===== ФРАГМЕНТ ТЕКСТА =====
Вполне возможно, что читатель уже выдвинул следующее возражение: представленная здесь трактовка, действительно, вносит ясность, но только за счет рационализации истинной сути.
Действительно, такая опасность существует. Как только цель анализа выходит за рамки простого понимания и концентрируется на теологической и философской проблеме, возникает угроза подмены своеобразия и развития конкретного образа умозрительной конструкцией. Опасность эта, однако, тем больше, чем тоньше метод анализа. Так, ученый типа Паскаля с его скрупулезным пониманием своеобразия живой материи и стремлением выразить его в отточенных понятиях мог бы стать источником гораздо более радикального рационализма, чем какой-нибудь Хьюм или Беркли, для которых это своеобразие — всего лишь конфигурация механических процессов. Ибо живому не стоит труда дистанцироваться от них, невозмутимо продолжая проявлять свою суть по соседству с их топорными конструкциями, в то время как исследователь первого типа проник бы своим гибким «esprit de finesse» [48] в его сокрытые глубины, используя для этой цели метод, изощренность которого привела бы, надо думать, к его торжеству над нетронутой целостностью.
В наши дни рационализм теряет свой прежний авторитет, все более явно уступая духовное превосходство иррациональности и интуиции. Поэтому важно более четко различать следующее: угрозу целостности познания живого создает вовсе не намерение использовать применительно к нему четкие понятийные категории, а лишь определенная предпосылка к этому. Любое познание, которое хочет стать наукой или хотя бы приобщиться к ней, рационально; характер же его определяется тем, как решен — задолго до конкретных усилий мысли — вопрос, суждено ли сущему и его познанию раствориться в рациональном. Лишь тот взгляд, согласно которому истинно одно только рациональное познание, а серьезного внимания заслуживает только рационально познаваемая действительность, служит угрозой содержанию и достоинству жизни, как это и выявилось в конце прошлого столетия.
===== ВХОДНЫЕ ДАННЫЕ =====
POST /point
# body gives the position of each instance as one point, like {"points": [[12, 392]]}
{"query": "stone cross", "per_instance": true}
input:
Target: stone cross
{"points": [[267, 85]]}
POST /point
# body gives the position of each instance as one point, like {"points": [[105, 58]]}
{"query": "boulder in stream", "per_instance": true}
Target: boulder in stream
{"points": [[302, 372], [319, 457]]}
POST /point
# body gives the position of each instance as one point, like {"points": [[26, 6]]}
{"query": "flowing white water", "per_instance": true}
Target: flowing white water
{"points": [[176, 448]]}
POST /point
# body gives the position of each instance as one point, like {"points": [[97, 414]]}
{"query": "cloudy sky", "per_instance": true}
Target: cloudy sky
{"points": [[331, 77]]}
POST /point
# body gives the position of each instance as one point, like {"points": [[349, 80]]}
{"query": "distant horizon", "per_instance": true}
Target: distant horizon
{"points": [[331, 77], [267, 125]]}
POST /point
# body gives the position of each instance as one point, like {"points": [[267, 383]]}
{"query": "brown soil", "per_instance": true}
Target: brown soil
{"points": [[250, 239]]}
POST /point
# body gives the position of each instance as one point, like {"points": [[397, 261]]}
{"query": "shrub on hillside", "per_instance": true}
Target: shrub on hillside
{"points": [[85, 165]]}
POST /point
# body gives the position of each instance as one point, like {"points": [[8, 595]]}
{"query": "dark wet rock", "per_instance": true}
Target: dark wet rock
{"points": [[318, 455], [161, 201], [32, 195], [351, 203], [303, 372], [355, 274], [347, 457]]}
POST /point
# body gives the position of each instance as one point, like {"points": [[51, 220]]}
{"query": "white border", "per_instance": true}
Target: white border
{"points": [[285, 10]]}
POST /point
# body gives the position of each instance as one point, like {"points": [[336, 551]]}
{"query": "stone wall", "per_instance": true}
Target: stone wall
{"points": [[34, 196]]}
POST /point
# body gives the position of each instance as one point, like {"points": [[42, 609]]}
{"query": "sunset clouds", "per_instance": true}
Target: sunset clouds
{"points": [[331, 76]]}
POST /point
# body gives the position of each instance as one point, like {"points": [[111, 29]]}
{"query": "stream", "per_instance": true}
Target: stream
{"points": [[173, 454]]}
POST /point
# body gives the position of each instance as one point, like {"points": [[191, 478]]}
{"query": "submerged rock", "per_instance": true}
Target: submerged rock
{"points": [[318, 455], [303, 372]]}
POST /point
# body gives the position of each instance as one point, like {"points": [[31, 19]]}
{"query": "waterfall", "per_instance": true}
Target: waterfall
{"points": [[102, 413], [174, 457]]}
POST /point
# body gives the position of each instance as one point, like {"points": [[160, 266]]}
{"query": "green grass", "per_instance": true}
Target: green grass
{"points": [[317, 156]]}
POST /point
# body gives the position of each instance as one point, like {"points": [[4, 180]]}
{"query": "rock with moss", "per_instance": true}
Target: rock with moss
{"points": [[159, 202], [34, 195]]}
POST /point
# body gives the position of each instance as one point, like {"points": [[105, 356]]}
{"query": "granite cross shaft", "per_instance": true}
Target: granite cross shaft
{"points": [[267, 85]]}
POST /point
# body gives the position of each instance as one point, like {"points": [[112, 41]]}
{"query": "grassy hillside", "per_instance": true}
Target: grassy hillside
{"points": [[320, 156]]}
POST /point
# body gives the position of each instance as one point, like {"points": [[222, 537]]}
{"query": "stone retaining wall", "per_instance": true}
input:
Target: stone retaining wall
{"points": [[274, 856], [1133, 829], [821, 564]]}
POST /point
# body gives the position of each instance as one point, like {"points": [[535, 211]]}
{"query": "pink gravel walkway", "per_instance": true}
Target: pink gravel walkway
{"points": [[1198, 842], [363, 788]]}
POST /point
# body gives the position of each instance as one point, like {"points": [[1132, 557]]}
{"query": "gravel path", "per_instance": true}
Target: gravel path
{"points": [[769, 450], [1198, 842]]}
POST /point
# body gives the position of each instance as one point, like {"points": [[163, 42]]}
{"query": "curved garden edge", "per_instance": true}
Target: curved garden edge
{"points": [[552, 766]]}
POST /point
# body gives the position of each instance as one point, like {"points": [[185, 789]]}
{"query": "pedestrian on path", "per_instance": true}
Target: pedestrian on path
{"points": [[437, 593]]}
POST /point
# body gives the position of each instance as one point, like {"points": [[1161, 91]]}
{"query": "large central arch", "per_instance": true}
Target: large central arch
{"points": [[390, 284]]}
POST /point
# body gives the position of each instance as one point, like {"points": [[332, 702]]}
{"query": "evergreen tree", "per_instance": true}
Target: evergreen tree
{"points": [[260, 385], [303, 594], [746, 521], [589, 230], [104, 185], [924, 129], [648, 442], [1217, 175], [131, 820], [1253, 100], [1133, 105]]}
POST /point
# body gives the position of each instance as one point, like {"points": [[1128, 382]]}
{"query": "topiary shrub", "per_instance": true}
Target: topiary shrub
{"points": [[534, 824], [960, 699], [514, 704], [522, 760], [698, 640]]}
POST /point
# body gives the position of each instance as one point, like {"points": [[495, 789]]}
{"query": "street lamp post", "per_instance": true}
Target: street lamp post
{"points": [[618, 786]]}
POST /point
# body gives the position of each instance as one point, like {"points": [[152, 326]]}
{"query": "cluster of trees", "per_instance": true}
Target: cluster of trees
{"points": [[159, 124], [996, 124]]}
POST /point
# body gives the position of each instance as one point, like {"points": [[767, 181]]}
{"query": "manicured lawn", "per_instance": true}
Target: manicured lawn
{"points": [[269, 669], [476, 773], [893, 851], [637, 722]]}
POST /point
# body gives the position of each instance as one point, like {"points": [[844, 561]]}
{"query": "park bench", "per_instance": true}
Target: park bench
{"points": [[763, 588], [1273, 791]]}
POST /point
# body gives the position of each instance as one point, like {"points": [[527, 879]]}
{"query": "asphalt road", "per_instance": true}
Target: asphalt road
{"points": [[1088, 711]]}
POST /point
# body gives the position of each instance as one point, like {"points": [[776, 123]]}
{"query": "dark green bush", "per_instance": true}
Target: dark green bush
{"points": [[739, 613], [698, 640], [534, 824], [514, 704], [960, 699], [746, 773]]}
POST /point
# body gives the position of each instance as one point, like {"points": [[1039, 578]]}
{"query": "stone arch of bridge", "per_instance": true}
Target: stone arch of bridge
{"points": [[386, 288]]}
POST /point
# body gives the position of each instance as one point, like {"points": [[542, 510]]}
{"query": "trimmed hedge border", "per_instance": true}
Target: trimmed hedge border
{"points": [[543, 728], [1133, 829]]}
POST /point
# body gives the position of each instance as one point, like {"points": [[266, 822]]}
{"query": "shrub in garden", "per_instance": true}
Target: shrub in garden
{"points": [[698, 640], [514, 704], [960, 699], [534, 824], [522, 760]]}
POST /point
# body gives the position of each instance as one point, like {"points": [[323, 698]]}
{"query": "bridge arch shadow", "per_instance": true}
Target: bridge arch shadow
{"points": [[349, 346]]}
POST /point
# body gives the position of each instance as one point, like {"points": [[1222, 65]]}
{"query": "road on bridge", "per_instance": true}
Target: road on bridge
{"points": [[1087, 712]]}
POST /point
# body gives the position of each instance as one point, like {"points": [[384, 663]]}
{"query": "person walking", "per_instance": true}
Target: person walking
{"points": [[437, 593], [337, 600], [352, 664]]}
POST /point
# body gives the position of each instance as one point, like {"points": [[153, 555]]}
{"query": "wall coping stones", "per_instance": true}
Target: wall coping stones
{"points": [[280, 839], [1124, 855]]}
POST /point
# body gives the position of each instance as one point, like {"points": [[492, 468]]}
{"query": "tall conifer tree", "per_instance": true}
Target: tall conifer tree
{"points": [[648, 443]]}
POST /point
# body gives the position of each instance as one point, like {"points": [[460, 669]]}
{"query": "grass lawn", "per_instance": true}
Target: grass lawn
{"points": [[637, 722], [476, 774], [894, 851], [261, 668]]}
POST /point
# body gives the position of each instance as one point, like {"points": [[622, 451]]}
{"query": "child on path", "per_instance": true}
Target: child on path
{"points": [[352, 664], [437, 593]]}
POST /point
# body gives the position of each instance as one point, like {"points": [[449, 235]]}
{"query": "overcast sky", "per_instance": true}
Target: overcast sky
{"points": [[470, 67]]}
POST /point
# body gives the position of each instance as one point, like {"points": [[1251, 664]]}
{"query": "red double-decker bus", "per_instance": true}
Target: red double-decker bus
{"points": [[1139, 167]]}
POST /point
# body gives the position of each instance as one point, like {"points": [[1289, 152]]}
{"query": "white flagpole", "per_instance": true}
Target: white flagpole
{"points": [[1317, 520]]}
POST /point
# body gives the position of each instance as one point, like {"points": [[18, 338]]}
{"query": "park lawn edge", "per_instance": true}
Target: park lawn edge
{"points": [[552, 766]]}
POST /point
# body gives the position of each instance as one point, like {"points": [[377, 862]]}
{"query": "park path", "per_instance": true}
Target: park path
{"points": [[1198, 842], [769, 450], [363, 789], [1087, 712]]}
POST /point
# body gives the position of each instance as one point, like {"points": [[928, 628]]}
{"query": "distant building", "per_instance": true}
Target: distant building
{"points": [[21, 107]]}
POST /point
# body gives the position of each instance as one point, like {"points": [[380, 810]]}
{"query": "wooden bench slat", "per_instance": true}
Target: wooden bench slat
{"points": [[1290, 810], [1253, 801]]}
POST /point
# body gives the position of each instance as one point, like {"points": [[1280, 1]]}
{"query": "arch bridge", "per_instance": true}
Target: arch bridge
=====
## ЗАДАНИЯ
- 1) Ответьте по фрагменту о рационализме:
(a) Какой ученый назван во фрагменте человеком со скрупулезным пониманием своеобразия живой материи?
(b) Чему, согласно фрагменту, рационализм в наши дни уступает духовное превосходство?
(c) Когда, по словам фрагмента, выявилась угроза содержанию и достоинству жизни?
- 2) Продолжите фрагмент о рационализме и познании живого, начиная сразу после его последнего предложения.

## ОТВЕТЫ К УПРАЖНЕНИЮ
- 1)
(a) Паскаль.
(b) Иррациональности и интуиции.
(c) В конце прошлого столетия.

- 2)
Напротив, суть нынешнего состояния познания состоит, как представляется, в том, что характер внутренних «полей напряжения» реальности, равно как и ее познания, проступает особенно четко. Куда ни глянь, бытие насыщено разумом. Каждая из его сфер, от механической до личностной, подвластна ему, идет ли речь о структуре или качестве, о становлении или состоянии. Но ни одна из этих сфер, ни один из их компонентов не растворяется в ratio, ибо бытие содержит в любой из своих категорий — от личностной до механической, от целого до частности — в числе прочего и алогичный элемент; притом не только как некий дефект на фоне противоположного элемента, но и как его сущностный противовес [49]. Требуется, следовательно, такое стремление к универсальной рациональности, которое не исключает иррационального, отводя ему в лучшем случае некую сомнительную побочную роль (что вызывает в ответ столь же радикальный иррационализм, признающий лишь интуицию и смену образов и объявляющий ratio врагом всего живого), а заведомо исходит из своей соотнесенности с антиподом.
Такая рациональность неизменно ощущает себя живым контрапунктом благодаря алогичному элементу бытия, который сам по себе доступен только интуиции. Более того, ее просветляющая деятельность успешна именно потому, что она осознает невозможность до конца разгадать все загадки того самого бытия, о котором она печется, и что невозможность эта ей по нраву.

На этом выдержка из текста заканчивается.